* _Selection_:
------------------------------------------------
Lodz Poem, Chapter 2 (Jewish Graveyard), 2001-2004

KB: The story that begins in Poland?

RQ: Funny, it was a very patriarchal urge in the beginning, in the sense of wanting to go back home and to know the genealogy. Also, I know my mother’s family story very well – they’re all Irish, I spent a lot of time in Ireland, and I’m an Irish citizen too. But I knew nothing about Poland. So, I took a train one day, alone, from Bydgoszcz to Łódź. It was depressing and interesting at the same time. So, as you see, the book began. The first three chapters (The Sun, Łódź Poem, and Optima) were all based on this little trip to Łódź. I found out the Quaytmans (then spelled Kwejtman) were ostrich-feather dealers, so I used ostrich feathers in Chapter 35, as symbols of lost nature.

KB: The natural vis-à-vis the human-historical.

The Sun, Chapter 1, 2001

RQ: Yes. This trip also allowed me to find a key to making site-specificity the origin of the chapter and the content of the paintings, and actually also a key to seriality: trains and their movement – series of views from the train window; they’re all interconnected, and relate to each other in this or the other way. In a way, I could be saying I’m making a train as much as I’m making a book [laughs]. I took a leap from trains to filming and montage – to movement in the painting, out and into the next one.

KB: Also, chapters and spectators. The montages in your work are mobilized by all kinds of connections. I wonder, how was Chapter 1 received when you showed it for the first time in New York City?

RQ: OK – nothing much happened in terms of response. I made two shows of the same chapter: 40 paintings, each panel the same size – one in a gallery and one at the Queens Museum. After this, again, nothing much for two years.

KB: So, when did the second chapter come about?

RQ: When I was invited to Poland again in 2004. And there was another opportunity to show it in a space in Brooklyn, and that was Łódź Poem. So, you know, my father is dying, I’m raising this kid… distracted and confused. In 2001 I turned 40…

KB: …and it seems like a very powerful passage between two lives and two histories: one that’s running to an end – the history of your father, Harvey Quaytman, himself a painter, and a life story that’s about to begin – your child’s.
------------------------------------------------
* _Location identification items_:
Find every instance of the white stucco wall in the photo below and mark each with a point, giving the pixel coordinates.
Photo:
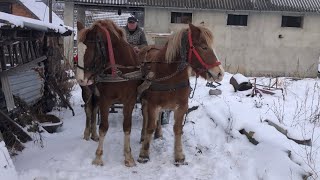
(256, 49)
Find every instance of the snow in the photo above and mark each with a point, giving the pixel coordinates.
(19, 21)
(240, 78)
(41, 10)
(213, 145)
(7, 169)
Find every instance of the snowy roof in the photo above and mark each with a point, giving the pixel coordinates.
(23, 22)
(41, 10)
(246, 5)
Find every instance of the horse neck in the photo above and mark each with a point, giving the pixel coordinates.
(124, 54)
(163, 69)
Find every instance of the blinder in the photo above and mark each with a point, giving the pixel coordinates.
(99, 49)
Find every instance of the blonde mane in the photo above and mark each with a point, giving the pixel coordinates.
(108, 24)
(174, 42)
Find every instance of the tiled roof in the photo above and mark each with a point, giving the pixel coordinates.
(250, 5)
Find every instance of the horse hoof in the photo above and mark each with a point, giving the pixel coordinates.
(95, 138)
(97, 162)
(129, 163)
(180, 163)
(158, 136)
(143, 160)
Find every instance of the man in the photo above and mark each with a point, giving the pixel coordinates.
(135, 35)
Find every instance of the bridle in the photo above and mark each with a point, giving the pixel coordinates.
(192, 50)
(100, 48)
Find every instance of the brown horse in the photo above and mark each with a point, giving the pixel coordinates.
(90, 96)
(104, 54)
(187, 50)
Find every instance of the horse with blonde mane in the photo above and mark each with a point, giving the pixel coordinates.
(107, 61)
(188, 50)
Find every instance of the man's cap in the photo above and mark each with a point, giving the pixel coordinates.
(132, 19)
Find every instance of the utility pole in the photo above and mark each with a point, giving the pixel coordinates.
(50, 10)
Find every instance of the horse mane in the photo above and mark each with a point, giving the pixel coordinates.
(174, 42)
(108, 24)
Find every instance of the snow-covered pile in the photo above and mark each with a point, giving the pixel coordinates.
(7, 169)
(213, 144)
(18, 21)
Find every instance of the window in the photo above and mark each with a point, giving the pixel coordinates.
(178, 17)
(5, 7)
(292, 21)
(237, 20)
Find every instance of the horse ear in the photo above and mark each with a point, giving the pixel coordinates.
(80, 26)
(194, 30)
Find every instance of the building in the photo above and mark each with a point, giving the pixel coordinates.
(253, 37)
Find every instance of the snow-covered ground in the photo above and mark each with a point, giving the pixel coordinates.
(214, 147)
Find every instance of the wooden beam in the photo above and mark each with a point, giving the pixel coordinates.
(2, 59)
(24, 66)
(7, 90)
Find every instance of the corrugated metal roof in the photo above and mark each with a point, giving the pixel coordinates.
(256, 5)
(28, 85)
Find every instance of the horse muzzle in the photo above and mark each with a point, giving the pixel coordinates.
(215, 74)
(85, 82)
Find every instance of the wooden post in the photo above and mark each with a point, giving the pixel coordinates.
(27, 49)
(32, 50)
(50, 10)
(16, 54)
(10, 55)
(2, 58)
(24, 57)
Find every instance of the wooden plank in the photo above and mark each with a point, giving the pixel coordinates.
(36, 48)
(21, 134)
(2, 58)
(23, 53)
(33, 56)
(28, 51)
(16, 54)
(10, 58)
(7, 90)
(24, 66)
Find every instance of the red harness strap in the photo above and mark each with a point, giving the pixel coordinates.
(193, 50)
(110, 50)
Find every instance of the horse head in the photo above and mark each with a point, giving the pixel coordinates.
(195, 47)
(96, 49)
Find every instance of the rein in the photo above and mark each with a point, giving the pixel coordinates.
(110, 51)
(193, 50)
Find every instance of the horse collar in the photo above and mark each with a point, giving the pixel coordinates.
(193, 50)
(110, 51)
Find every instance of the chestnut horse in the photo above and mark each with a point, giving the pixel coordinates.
(90, 96)
(103, 53)
(186, 51)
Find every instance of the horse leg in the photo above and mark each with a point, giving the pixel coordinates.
(94, 135)
(145, 119)
(153, 114)
(158, 132)
(177, 128)
(103, 128)
(88, 111)
(127, 123)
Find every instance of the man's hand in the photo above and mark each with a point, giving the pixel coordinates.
(136, 49)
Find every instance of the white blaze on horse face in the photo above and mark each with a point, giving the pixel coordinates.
(81, 51)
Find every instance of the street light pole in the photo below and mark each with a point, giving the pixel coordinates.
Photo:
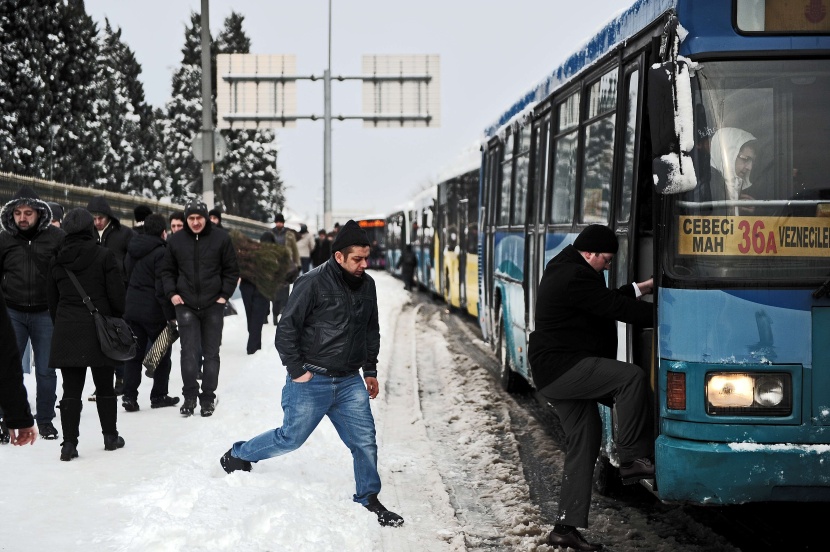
(54, 130)
(207, 112)
(327, 137)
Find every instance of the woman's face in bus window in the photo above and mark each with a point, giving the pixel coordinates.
(744, 161)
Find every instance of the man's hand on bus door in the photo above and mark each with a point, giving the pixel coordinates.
(646, 287)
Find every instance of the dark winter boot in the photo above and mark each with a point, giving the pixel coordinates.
(107, 414)
(113, 441)
(71, 421)
(68, 451)
(386, 517)
(231, 463)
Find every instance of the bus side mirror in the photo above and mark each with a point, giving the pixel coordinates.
(671, 124)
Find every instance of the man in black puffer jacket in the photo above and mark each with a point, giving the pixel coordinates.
(28, 243)
(148, 311)
(200, 274)
(115, 237)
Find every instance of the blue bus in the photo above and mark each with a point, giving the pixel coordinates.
(698, 130)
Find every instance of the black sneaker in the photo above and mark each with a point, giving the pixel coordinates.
(47, 431)
(231, 463)
(386, 518)
(161, 402)
(5, 436)
(130, 405)
(188, 407)
(207, 408)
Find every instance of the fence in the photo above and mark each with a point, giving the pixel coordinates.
(122, 205)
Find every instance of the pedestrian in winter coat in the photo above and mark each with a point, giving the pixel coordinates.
(28, 243)
(328, 332)
(572, 355)
(304, 246)
(115, 237)
(322, 249)
(281, 235)
(407, 263)
(200, 273)
(17, 425)
(147, 312)
(75, 344)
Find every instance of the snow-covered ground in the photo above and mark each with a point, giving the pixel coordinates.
(448, 457)
(166, 491)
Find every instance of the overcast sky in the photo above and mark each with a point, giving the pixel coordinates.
(491, 52)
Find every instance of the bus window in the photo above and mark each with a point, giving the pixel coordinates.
(598, 160)
(520, 193)
(506, 180)
(564, 161)
(624, 210)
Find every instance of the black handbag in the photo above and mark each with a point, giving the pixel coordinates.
(115, 337)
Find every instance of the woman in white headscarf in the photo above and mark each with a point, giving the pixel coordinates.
(732, 152)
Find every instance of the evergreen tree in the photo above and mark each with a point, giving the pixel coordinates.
(79, 141)
(25, 96)
(250, 185)
(130, 163)
(184, 118)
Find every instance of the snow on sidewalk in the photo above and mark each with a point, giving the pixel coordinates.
(165, 491)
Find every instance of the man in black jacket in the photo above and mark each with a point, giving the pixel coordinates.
(147, 311)
(28, 243)
(329, 331)
(200, 274)
(572, 355)
(115, 237)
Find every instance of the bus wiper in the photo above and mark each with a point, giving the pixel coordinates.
(823, 290)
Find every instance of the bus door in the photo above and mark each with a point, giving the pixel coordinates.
(535, 243)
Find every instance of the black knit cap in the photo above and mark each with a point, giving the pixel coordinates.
(140, 213)
(77, 221)
(597, 238)
(350, 234)
(195, 207)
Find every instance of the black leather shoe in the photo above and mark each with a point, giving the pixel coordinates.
(572, 539)
(641, 468)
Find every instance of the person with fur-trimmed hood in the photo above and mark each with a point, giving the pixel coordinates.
(28, 243)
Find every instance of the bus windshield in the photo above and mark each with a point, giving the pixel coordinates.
(761, 207)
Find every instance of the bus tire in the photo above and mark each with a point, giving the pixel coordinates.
(507, 377)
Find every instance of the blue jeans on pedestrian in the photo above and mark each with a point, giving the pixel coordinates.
(345, 401)
(200, 331)
(37, 327)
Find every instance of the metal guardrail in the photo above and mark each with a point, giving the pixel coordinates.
(122, 205)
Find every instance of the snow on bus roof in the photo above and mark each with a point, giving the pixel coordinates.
(622, 27)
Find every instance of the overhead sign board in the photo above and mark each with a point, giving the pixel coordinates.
(401, 91)
(256, 90)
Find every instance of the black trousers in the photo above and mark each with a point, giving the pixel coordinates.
(575, 396)
(256, 311)
(200, 331)
(71, 404)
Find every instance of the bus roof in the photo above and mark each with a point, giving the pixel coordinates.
(625, 25)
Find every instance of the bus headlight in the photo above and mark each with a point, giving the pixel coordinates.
(748, 394)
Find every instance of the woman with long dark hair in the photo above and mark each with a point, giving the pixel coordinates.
(74, 340)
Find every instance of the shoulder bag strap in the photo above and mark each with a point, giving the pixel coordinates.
(84, 297)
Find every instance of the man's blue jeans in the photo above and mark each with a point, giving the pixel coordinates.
(346, 402)
(37, 326)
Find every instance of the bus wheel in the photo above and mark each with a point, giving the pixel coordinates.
(507, 378)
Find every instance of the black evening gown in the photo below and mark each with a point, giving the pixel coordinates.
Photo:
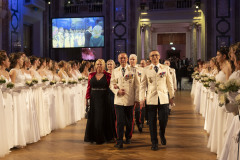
(100, 124)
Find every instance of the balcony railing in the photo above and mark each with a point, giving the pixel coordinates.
(83, 7)
(166, 4)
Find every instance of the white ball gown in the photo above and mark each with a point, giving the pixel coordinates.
(216, 139)
(8, 108)
(19, 113)
(4, 144)
(32, 127)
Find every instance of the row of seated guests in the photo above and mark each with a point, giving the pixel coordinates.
(26, 114)
(221, 117)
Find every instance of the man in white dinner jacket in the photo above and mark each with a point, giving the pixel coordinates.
(139, 112)
(125, 85)
(157, 79)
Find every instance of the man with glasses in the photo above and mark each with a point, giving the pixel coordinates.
(125, 86)
(157, 79)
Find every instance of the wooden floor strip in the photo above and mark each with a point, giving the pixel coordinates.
(186, 140)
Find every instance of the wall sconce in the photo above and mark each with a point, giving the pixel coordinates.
(197, 4)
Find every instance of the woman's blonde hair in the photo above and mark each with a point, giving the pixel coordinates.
(111, 61)
(102, 61)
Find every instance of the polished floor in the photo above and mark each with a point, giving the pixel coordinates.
(186, 140)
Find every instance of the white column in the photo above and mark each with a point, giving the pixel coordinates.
(199, 54)
(142, 41)
(193, 47)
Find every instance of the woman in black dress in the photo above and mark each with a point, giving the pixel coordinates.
(100, 124)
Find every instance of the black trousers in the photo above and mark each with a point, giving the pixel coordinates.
(124, 115)
(162, 111)
(139, 115)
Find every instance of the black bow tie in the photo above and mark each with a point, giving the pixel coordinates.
(156, 69)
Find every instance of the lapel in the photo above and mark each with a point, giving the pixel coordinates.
(127, 70)
(160, 68)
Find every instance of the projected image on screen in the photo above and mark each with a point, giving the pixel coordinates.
(78, 32)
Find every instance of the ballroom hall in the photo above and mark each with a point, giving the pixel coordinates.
(119, 79)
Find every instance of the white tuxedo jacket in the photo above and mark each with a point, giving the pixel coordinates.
(174, 79)
(158, 85)
(129, 82)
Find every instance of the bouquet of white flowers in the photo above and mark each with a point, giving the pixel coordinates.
(34, 80)
(237, 99)
(45, 79)
(232, 85)
(80, 79)
(195, 74)
(63, 81)
(10, 85)
(29, 83)
(211, 79)
(197, 77)
(204, 78)
(206, 84)
(52, 82)
(2, 80)
(222, 99)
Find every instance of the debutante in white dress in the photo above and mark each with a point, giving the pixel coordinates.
(59, 105)
(78, 97)
(232, 126)
(67, 99)
(19, 113)
(216, 139)
(32, 126)
(8, 108)
(203, 99)
(39, 102)
(209, 112)
(4, 144)
(198, 92)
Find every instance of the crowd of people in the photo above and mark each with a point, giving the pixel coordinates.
(39, 95)
(216, 96)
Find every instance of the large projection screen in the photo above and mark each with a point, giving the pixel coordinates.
(87, 32)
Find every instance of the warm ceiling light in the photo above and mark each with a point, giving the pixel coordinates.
(145, 20)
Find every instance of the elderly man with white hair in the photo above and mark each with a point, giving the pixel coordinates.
(125, 86)
(139, 111)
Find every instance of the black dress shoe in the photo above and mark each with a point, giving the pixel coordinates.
(118, 145)
(128, 141)
(163, 140)
(154, 147)
(140, 128)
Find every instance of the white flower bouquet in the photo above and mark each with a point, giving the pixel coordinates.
(222, 99)
(197, 77)
(206, 84)
(10, 85)
(63, 81)
(52, 82)
(45, 79)
(34, 80)
(29, 83)
(195, 74)
(2, 80)
(212, 79)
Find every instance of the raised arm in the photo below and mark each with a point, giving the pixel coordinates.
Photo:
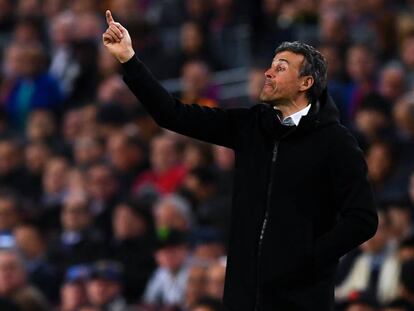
(214, 125)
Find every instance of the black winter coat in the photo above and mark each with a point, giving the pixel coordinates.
(301, 197)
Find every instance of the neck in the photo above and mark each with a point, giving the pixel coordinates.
(289, 108)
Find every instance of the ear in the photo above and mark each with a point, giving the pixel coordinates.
(306, 83)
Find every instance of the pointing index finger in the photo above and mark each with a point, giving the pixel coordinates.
(109, 18)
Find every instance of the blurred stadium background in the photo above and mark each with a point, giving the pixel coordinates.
(100, 209)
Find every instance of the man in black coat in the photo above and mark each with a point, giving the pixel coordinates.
(301, 196)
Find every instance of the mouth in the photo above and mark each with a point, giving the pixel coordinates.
(268, 84)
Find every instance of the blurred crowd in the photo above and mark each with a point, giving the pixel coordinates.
(100, 209)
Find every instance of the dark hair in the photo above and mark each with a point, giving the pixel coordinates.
(314, 65)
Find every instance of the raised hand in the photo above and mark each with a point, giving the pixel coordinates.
(117, 40)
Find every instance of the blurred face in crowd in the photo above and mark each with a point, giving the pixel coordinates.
(72, 296)
(171, 257)
(9, 215)
(379, 240)
(126, 223)
(209, 251)
(360, 64)
(26, 31)
(29, 241)
(168, 216)
(36, 157)
(400, 221)
(123, 154)
(215, 280)
(191, 38)
(196, 284)
(12, 65)
(200, 191)
(88, 150)
(9, 157)
(32, 60)
(41, 125)
(72, 125)
(407, 51)
(370, 121)
(55, 174)
(391, 83)
(12, 273)
(75, 213)
(76, 180)
(404, 116)
(164, 154)
(195, 77)
(283, 84)
(379, 160)
(101, 291)
(101, 182)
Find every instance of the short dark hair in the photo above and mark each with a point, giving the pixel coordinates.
(314, 65)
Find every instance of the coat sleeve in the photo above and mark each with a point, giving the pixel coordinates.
(352, 195)
(213, 125)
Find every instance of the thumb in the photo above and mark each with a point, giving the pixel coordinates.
(109, 18)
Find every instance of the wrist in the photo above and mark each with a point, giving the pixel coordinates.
(125, 56)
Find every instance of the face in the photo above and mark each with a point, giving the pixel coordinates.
(101, 183)
(101, 291)
(9, 215)
(72, 296)
(282, 82)
(9, 157)
(166, 215)
(54, 177)
(12, 274)
(126, 223)
(163, 154)
(29, 241)
(215, 281)
(195, 284)
(75, 214)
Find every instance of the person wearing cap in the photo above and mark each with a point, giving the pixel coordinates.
(72, 292)
(168, 282)
(104, 286)
(301, 197)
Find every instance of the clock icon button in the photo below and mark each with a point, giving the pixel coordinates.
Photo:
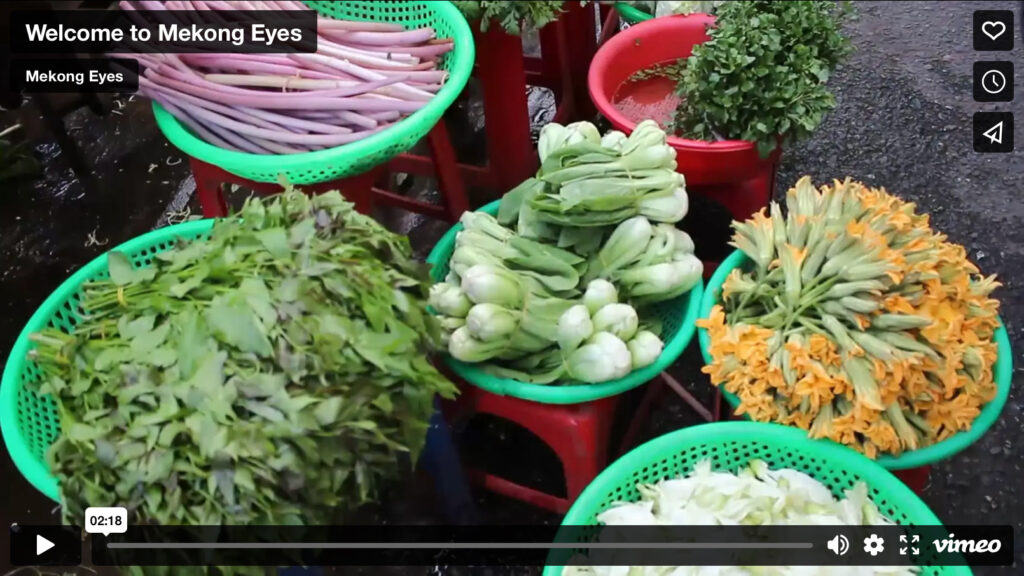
------------------------------------------------
* _Task requirements_:
(A) Write out the passage of the interview from "RQ: Funny, it" up to and including "vis-à-vis the human-historical.", keeping every word and mark unchanged.
(B) Show each line of the records in which the string "blurred" appears. Matching is case-sensitive.

* _Full solutions_:
(A)
RQ: Funny, it was a very patriarchal urge in the beginning, in the sense of wanting to go back home and to know the genealogy. Also, I know my mother’s family story very well – they’re all Irish, I spent a lot of time in Ireland, and I’m an Irish citizen too. But I knew nothing about Poland. So, I took a train one day, alone, from Bydgoszcz to Łódź. It was depressing and interesting at the same time. So, as you see, the book began. The first three chapters (The Sun, Łódź Poem, and Optima) were all based on this little trip to Łódź. I found out the Quaytmans (then spelled Kwejtman) were ostrich-feather dealers, so I used ostrich feathers in Chapter 35, as symbols of lost nature.

KB: The natural vis-à-vis the human-historical.

(B)
Find every instance of the blurred stadium background in the photo above and mark each with a point, giving the pixel coordinates.
Find every instance of the blurred crowd in the photo above and mark each with a point, giving the pixel coordinates.
Find every instance of the blurred face in crowd in the photo above and mark each with a point, giving the pixel coordinates.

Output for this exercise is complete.